┌─ Exercise input

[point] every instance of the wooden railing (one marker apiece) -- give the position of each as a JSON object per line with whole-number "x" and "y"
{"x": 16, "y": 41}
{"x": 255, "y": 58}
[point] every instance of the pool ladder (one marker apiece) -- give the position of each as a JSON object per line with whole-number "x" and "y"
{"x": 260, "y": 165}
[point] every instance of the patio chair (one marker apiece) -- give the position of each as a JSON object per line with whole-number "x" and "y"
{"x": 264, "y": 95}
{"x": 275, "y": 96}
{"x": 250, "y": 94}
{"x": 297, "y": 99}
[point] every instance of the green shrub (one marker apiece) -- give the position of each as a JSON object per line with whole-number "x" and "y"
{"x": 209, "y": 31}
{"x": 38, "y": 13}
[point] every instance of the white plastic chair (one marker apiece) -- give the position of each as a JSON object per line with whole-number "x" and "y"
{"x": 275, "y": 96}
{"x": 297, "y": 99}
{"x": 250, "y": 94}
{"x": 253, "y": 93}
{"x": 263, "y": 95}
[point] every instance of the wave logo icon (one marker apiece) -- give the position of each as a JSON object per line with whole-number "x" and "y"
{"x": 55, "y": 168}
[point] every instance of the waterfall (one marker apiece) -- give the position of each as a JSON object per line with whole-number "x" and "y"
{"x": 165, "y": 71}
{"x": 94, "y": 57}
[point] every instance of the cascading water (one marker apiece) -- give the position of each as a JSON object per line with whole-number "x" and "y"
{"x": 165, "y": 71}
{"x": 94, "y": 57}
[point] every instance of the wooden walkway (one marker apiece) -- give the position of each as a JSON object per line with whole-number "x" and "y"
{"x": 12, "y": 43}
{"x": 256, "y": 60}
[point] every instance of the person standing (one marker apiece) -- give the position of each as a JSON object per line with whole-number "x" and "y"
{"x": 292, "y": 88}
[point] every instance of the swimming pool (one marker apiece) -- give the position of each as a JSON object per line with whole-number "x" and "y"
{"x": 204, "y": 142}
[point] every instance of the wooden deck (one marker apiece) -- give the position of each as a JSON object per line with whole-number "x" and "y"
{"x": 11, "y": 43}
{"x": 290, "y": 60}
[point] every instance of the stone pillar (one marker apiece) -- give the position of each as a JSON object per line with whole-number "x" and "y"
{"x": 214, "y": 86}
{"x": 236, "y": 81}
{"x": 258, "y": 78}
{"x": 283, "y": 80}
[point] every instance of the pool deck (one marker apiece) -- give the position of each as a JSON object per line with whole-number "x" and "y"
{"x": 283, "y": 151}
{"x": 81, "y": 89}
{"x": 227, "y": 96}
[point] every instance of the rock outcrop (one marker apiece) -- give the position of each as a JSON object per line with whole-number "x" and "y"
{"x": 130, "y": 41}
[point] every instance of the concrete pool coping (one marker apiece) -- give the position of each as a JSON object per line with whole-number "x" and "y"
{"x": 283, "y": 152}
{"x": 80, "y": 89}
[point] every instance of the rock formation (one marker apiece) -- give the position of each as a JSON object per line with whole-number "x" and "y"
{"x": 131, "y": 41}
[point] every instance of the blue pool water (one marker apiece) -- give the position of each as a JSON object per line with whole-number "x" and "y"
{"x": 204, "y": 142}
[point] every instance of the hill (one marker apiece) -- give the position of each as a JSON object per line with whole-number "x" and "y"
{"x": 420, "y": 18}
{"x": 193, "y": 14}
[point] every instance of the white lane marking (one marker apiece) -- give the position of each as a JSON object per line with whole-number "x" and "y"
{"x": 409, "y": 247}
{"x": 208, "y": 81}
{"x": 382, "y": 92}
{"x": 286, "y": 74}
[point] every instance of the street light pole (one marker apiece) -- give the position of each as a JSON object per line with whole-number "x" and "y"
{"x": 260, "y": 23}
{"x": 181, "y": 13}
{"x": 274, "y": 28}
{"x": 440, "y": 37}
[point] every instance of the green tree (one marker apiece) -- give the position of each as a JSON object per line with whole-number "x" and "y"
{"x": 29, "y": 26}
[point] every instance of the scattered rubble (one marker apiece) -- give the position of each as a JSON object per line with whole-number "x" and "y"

└─

• Brief
Your task is to transcribe the line containing "[point] every instance of the street" and every line after it, through the last line of the data, exactly as written and with nothing more.

• Exercise answer
[point] every instance of the street light pole (one marker apiece) -- give the position of each as a JSON object per line with whole-number "x" and "y"
{"x": 260, "y": 23}
{"x": 181, "y": 13}
{"x": 274, "y": 28}
{"x": 440, "y": 37}
[point] every instance of the green tree (one marker apiece) -- give the position of each as a JSON object per line with whole-number "x" and "y"
{"x": 29, "y": 26}
[point] every instance of the scattered rubble (one marker apiece) -- give the position of each as a JSON object per line with whole-number "x" and "y"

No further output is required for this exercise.